▶ _Challenge_: What follows is a block of records; restate each one word for word.
***** Data rows
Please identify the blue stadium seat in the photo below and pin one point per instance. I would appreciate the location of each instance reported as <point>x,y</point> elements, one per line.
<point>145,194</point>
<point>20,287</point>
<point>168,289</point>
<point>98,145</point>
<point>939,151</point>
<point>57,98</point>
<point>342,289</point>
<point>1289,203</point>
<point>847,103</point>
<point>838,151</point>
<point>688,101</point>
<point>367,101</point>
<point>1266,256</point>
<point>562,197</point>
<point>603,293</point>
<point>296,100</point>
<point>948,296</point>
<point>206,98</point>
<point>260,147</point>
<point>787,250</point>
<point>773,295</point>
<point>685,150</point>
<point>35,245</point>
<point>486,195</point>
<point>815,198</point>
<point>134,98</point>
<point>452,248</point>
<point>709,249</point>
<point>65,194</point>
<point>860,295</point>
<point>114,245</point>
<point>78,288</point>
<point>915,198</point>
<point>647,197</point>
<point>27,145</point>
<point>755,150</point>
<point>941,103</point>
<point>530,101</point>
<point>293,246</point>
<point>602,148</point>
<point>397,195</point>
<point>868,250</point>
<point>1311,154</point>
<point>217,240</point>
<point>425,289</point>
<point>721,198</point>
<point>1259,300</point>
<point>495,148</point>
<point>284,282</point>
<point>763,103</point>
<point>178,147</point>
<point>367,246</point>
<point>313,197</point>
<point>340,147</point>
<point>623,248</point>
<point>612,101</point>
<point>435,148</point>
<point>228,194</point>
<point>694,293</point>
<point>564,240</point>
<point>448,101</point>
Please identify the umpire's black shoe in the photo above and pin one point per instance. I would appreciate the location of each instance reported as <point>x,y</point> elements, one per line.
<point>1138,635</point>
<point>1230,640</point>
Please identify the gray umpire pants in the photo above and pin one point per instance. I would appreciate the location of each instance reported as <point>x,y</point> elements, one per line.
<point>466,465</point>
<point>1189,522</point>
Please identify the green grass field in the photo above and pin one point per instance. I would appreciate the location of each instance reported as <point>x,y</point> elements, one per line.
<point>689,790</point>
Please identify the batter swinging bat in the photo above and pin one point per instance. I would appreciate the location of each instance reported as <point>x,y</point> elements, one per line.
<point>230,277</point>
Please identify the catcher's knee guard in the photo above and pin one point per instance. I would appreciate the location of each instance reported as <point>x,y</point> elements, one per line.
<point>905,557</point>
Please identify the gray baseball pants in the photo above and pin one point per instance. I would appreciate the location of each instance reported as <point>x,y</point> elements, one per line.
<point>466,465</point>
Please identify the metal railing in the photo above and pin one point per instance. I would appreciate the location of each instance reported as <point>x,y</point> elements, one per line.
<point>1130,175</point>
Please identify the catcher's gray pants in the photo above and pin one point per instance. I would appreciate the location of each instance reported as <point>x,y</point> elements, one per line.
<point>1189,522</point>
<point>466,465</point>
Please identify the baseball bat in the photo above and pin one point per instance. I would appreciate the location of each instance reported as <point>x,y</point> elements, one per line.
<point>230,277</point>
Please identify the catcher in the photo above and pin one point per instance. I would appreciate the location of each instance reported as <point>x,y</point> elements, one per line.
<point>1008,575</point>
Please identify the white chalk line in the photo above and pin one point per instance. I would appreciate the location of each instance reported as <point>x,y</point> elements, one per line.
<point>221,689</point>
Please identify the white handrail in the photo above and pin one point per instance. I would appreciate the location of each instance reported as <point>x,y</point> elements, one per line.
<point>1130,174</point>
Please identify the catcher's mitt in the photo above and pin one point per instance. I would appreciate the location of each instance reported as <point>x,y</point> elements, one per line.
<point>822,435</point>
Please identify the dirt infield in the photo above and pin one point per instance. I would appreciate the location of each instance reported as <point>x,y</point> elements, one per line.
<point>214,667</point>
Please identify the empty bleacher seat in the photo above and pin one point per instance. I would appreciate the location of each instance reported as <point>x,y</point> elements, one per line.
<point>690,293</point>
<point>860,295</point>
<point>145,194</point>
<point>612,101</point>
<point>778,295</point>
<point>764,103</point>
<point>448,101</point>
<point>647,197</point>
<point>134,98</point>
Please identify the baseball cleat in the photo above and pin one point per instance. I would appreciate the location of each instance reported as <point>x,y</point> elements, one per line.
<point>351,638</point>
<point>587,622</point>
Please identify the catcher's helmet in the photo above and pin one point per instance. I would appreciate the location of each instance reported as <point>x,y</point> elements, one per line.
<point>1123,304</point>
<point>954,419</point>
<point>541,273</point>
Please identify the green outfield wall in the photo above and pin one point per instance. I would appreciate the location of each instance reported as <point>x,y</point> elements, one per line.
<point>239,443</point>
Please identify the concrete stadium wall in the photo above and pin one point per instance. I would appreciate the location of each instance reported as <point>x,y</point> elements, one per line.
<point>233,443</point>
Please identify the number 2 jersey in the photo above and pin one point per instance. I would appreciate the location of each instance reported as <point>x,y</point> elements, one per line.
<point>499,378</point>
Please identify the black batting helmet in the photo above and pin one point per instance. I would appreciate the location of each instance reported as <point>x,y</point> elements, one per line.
**********
▶ _Exercise solution_:
Please identify the blue stadium seat in the photo below and pin one point per instance. I would appreciate the location of each instance reported as <point>x,y</point> elements, one per line.
<point>145,194</point>
<point>20,287</point>
<point>168,289</point>
<point>98,145</point>
<point>939,151</point>
<point>57,98</point>
<point>342,289</point>
<point>1289,203</point>
<point>847,103</point>
<point>838,151</point>
<point>688,101</point>
<point>367,101</point>
<point>1266,256</point>
<point>562,197</point>
<point>603,293</point>
<point>296,100</point>
<point>948,296</point>
<point>206,98</point>
<point>260,147</point>
<point>787,250</point>
<point>773,295</point>
<point>685,150</point>
<point>35,245</point>
<point>486,195</point>
<point>815,198</point>
<point>134,98</point>
<point>452,248</point>
<point>709,249</point>
<point>65,194</point>
<point>860,295</point>
<point>114,245</point>
<point>78,288</point>
<point>915,198</point>
<point>647,197</point>
<point>27,145</point>
<point>755,150</point>
<point>941,103</point>
<point>530,101</point>
<point>293,246</point>
<point>602,148</point>
<point>397,195</point>
<point>868,250</point>
<point>1311,154</point>
<point>217,240</point>
<point>425,289</point>
<point>721,198</point>
<point>1259,300</point>
<point>495,148</point>
<point>284,282</point>
<point>763,103</point>
<point>178,147</point>
<point>367,246</point>
<point>313,197</point>
<point>340,147</point>
<point>623,248</point>
<point>612,101</point>
<point>435,148</point>
<point>228,194</point>
<point>694,293</point>
<point>564,240</point>
<point>448,101</point>
Please identify the umpire's black shoe in the photo above and pin one point per instance. I would appreciate the location of each instance reported as <point>x,y</point> elements, one per line.
<point>1138,635</point>
<point>1230,640</point>
Please identify the gray umpire pants in the photo above and pin one point per instance. I would appreciate the location of each instance reported as <point>x,y</point> elements, one per line.
<point>466,465</point>
<point>1189,522</point>
Please identify the green grass field in the photo above and pin one point per instance. I would appreciate the location of each instance reported as <point>x,y</point> elements, one per line.
<point>689,790</point>
Please identify the batter swinging bat in the photo above and pin one point per instance. I would appreciate the location of each instance reported as <point>x,y</point> elements, one per line.
<point>230,277</point>
Please identify the catcher's knee guard in the photo above and pin one point per instance. I would appreciate the location of each instance reported as <point>x,y</point> elements, one per line.
<point>905,557</point>
Please identify the gray baseball pants in the photo above and pin one point per instance. I would appreciate the location of each instance reported as <point>x,y</point> elements, one per line.
<point>466,465</point>
Please identify the metal railing in the photo above and pin one point per instance. I would appreciate the location of each instance reported as <point>x,y</point> elements, one per line.
<point>1130,175</point>
Please identify the catcher's gray pants in the photo above and pin one point per instance. I would appreciate the location of each instance reported as <point>x,y</point> elements, one per line.
<point>1189,522</point>
<point>466,465</point>
Please identify the baseball bat in the photo above and pin one point per instance. I would appreciate the location of each instance reported as <point>x,y</point> elements, one per line.
<point>230,277</point>
Please identify the catcher in the photo above and pin one point per instance. I would appreciate the location of each instance reported as <point>x,y</point> elements, one per line.
<point>1008,575</point>
Please identify the white chalk line in the photo above and pin one point per instance. I would appreciate the location of each instance reported as <point>x,y</point> elements, one per line.
<point>221,689</point>
Please identify the white handrail in the photo above and pin one point per instance. I would appreciate the location of each instance reported as <point>x,y</point> elements, one per line.
<point>1130,174</point>
Please identify the catcher's mitt in the photo above and pin one point per instance. I would appreciate the location of each instance reported as <point>x,y</point> elements, one per line.
<point>822,435</point>
Please identify the dirt infield in the photo above and pin one point per instance. I would appreciate the location of each instance reported as <point>x,y</point> elements, one per line.
<point>214,667</point>
Please identify the empty bleacher seat in the photo above and pin one point per instance. I would appreciate the location of each instance reported as <point>x,y</point> elements, one per line.
<point>690,293</point>
<point>860,295</point>
<point>145,194</point>
<point>612,101</point>
<point>778,295</point>
<point>764,103</point>
<point>448,101</point>
<point>647,197</point>
<point>134,98</point>
Please identify the baseball cleat in the photo above and pin one point per instance. I would appreciate the location of each instance reported as <point>x,y</point> elements, one per line.
<point>351,638</point>
<point>587,622</point>
Please identify the catcher's helmet in the photo above and pin one point per instance. I would appreciate the location of each instance reported as <point>x,y</point> elements, one per line.
<point>1123,304</point>
<point>954,419</point>
<point>541,273</point>
Please identify the green outfield wall in the photo above and pin one point per instance. I would appreciate the location of each instance reported as <point>x,y</point> elements, one per line.
<point>239,443</point>
Please identify the concrete stadium wall in the photo above and pin one point per instance. I would appreciate the location of each instance reported as <point>x,y</point> elements, one per line.
<point>233,443</point>
Please identify the number 2 jersey in the photo above and pin one point per instance. I would appreciate the location of each instance reported as <point>x,y</point> elements, one per line.
<point>499,378</point>
Please identify the black batting helmet in the photo above and pin one point per instance. I would appreciate the location of each instance reported as <point>x,y</point> elements, one per line.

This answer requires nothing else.